> [Testo fornito]
******************************

Qualche anno fa, mi sono avvicinato al mondo delle criptovalute, solo perché ho avuto la fortuna di credere in un amico che “ha fatto” del trading la sua professione, con risultati eccelsi.
Stampa e televisioni hanno dato risalto all’interesse da parte dell’opinione pubblica di questo nuovo fenomeno (di investimento o speculativo?) e sempre di più sentiamo parlare di:
Criptovaluta/Criptocurrency: valuta virtuale che, secondo la definizione di Banca d’Italia, costituisce una rappresentazione digitale di valore ed è utilizzata come mezzo di scambio o detenuta a scopo di investimento. Le criptovalute (Bitcoin, Ripple, Ethereum, Cardano, Dogcoin, ecc.) possono essere trasferite, conservate o negoziate elettronicamente. Le criptovalute sono monete digitali decentralizzate, create su internet e slegate dalle comuni valute a corso legale come euro o dollaro. Si tratta dunque di “rappresentazioni digitali di valore” non sottoposte all’emissione, alla garanzia o al controllo da parte di banche centrali o autorità pubbliche. Sono, infatti, emesse da emittenti privati che si servono di software altamente specializzati e, generalmente, di tecnologie blockchain.

******************************

> [Consegna A] Stampa il brano del testo sulle criptovalute che va da "Qualche anno fa, mi" fino a "con risultati eccelsi." compreso.
> [Consegna B] Riduci a un breve elenco puntato il paragrafo del testo sulle criptovalute che comincia con "Criptovaluta/Criptocurrency: valuta virtuale", conservandone i fatti principali.
I record hanno un'origine diversa da quella del testo sulle criptovalute.

******************************

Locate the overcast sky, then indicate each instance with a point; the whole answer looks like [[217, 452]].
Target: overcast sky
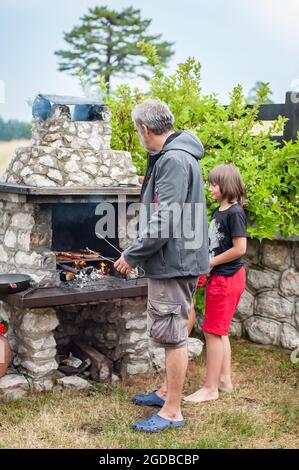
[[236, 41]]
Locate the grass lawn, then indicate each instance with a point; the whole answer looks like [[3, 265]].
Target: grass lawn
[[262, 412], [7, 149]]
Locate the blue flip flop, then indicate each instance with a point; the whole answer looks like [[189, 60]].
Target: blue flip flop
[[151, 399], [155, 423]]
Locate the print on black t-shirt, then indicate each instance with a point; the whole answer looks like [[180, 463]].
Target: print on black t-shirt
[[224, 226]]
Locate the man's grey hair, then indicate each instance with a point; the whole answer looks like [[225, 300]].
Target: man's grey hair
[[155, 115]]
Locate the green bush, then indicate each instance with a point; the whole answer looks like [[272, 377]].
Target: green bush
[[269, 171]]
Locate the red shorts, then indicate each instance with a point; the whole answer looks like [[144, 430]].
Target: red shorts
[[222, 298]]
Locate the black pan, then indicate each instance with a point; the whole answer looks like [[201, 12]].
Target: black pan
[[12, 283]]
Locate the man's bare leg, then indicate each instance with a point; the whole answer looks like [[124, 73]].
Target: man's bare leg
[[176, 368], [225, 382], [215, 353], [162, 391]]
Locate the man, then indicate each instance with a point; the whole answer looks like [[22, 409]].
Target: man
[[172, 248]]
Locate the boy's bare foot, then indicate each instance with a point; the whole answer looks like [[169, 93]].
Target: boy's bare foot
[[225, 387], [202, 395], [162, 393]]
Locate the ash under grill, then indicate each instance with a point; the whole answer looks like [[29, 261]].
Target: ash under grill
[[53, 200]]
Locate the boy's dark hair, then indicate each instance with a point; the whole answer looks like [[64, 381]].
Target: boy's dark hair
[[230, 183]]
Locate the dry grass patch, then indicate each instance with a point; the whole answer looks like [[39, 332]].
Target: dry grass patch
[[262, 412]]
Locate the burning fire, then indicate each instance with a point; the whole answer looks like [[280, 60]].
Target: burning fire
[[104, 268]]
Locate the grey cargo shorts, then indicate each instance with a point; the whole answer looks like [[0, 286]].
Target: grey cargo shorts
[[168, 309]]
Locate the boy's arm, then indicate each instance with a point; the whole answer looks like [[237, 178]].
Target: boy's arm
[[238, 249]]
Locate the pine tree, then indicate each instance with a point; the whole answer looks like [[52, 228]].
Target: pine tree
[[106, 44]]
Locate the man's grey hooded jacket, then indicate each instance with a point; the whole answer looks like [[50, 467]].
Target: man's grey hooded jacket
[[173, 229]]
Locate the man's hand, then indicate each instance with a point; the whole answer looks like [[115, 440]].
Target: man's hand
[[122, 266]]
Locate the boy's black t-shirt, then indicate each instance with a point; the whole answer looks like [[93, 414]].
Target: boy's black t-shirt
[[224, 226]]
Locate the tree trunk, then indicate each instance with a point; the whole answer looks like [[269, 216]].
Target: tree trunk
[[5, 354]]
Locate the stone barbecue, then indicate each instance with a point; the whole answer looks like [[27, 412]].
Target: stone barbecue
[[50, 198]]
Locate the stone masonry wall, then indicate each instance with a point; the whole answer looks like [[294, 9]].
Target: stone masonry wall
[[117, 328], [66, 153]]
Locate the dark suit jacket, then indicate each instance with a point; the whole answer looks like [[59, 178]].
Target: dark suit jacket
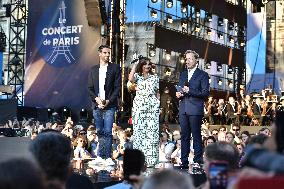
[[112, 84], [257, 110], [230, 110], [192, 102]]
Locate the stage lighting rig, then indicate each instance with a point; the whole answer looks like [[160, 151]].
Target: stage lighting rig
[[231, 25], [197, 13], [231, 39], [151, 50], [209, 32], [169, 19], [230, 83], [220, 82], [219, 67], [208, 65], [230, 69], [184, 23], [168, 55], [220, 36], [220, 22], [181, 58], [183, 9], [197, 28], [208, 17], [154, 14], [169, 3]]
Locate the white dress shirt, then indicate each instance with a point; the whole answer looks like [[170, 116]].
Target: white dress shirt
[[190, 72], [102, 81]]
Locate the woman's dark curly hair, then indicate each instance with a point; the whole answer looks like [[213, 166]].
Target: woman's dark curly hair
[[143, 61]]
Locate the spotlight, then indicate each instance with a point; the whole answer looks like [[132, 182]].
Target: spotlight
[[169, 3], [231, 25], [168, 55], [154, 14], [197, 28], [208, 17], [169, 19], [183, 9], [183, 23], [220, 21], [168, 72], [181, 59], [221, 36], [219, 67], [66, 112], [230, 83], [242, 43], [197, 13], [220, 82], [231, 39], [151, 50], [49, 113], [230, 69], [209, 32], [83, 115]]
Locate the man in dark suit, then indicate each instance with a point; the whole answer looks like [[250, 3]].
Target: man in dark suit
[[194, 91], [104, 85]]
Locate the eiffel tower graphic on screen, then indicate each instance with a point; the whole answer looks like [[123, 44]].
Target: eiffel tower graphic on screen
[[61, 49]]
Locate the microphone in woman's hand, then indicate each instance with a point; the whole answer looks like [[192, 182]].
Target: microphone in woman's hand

******************************

> [Svolgimento A]
Qualche anno fa, mi sono avvicinato al mondo delle criptovalute, solo perché ho avuto la fortuna di credere in un amico che “ha fatto” del trading la sua professione, con risultati eccelsi.

> [Svolgimento B]
- Valuta virtuale che, secondo la Banca d'Italia, è una rappresentazione digitale di valore, usata come mezzo di scambio o detenuta come investimento.
- Esempi: Bitcoin, Ripple, Ethereum, Cardano, Dogcoin.
- Può essere trasferita, conservata o negoziata elettronicamente.
- È una moneta digitale decentralizzata, creata su internet e slegata dalle valute a corso legale come euro o dollaro.
- Non è emessa, garantita o controllata da banche centrali o autorità pubbliche.
- La emettono soggetti privati con software altamente specializzati e, in genere, tecnologie blockchain.